## Extracted text:
········
FINAL CALL: Conference on the Teaching of Writing: Wicked Reading for Wicked Problems
We are excited to share with you all on behalf of the Conference Planning Committee for the University of Connecticut First-Year Writing Program that we are holding our 21st Annual Conference on the Teaching of Writing on Thursday, April 23, and Friday, April 24, 2026, on our campus in Storrs, CT. Our theme for the upcoming conference is: “Wicked Reading for Wicked Problems." As those who have collaborated with us in the past, we are once again inviting you to help us explore ways of approaching these 'wicked problems', such as those that evade consensus, offer multiple solutions, or may even resist resolution at all. Instead, such dilemmas invite us to open space to collaborate, engage, and challenge ourselves within the classroom and our discussions of academic freedom. We are excited to share that our keynote speaker, Dr. Kendall Gerdes, will be leading us in exploring the role of writing education in connection with academic freedom during times of emergent crises. They are an Associate Professor at the University of Utah and a winner of the 2025 Conference on College Composition & Communication's (CCCC) Outstanding Book Award for their book Sensitive Rhetorics: Academic Freedom and Campus Activism (University of Pittsburgh Press, 2024). Dr. Gerdes will also be hosting a teaching workshop that will engage participants in exploring the possibilities for teaching sensitive and contentious topics in times of polycrisis.
········
## Extracted records:
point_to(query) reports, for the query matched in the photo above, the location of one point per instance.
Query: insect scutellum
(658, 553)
········
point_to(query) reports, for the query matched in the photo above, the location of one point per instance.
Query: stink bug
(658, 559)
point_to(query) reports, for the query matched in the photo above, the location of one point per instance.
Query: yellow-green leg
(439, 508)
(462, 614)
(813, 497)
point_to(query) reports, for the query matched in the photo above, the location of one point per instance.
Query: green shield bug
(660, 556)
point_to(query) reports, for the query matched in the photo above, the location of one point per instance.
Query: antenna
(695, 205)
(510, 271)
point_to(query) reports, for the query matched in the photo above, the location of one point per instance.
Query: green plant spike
········
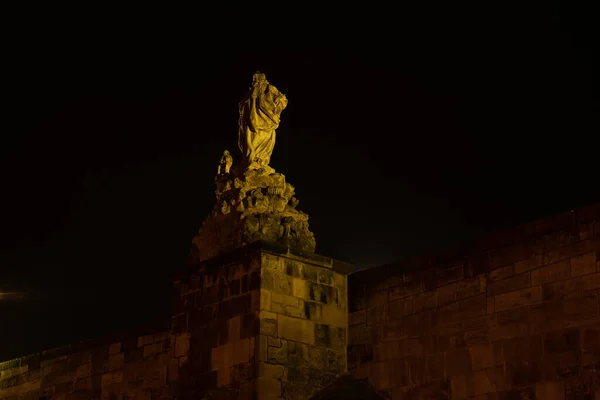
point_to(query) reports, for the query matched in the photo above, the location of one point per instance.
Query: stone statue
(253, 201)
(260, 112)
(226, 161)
········
## Actions to take:
• 1. Answer these questions using the conference announcement.
(a) On what dates will the 21st Annual Conference on the Teaching of Writing be held?
(b) At which university is the keynote speaker an Associate Professor?
(c) What award did the keynote speaker's book win?
• 2. Locate every line in the rows that contains the string "green", and copy each one.

## Results by task:
• 1.
(a) Thursday, April 23, and Friday, April 24, 2026.
(b) The University of Utah.
(c) The 2025 Conference on College Composition & Communication's (CCCC) Outstanding Book Award.

• 2.
Query: yellow-green leg
Query: green shield bug
Query: green plant spike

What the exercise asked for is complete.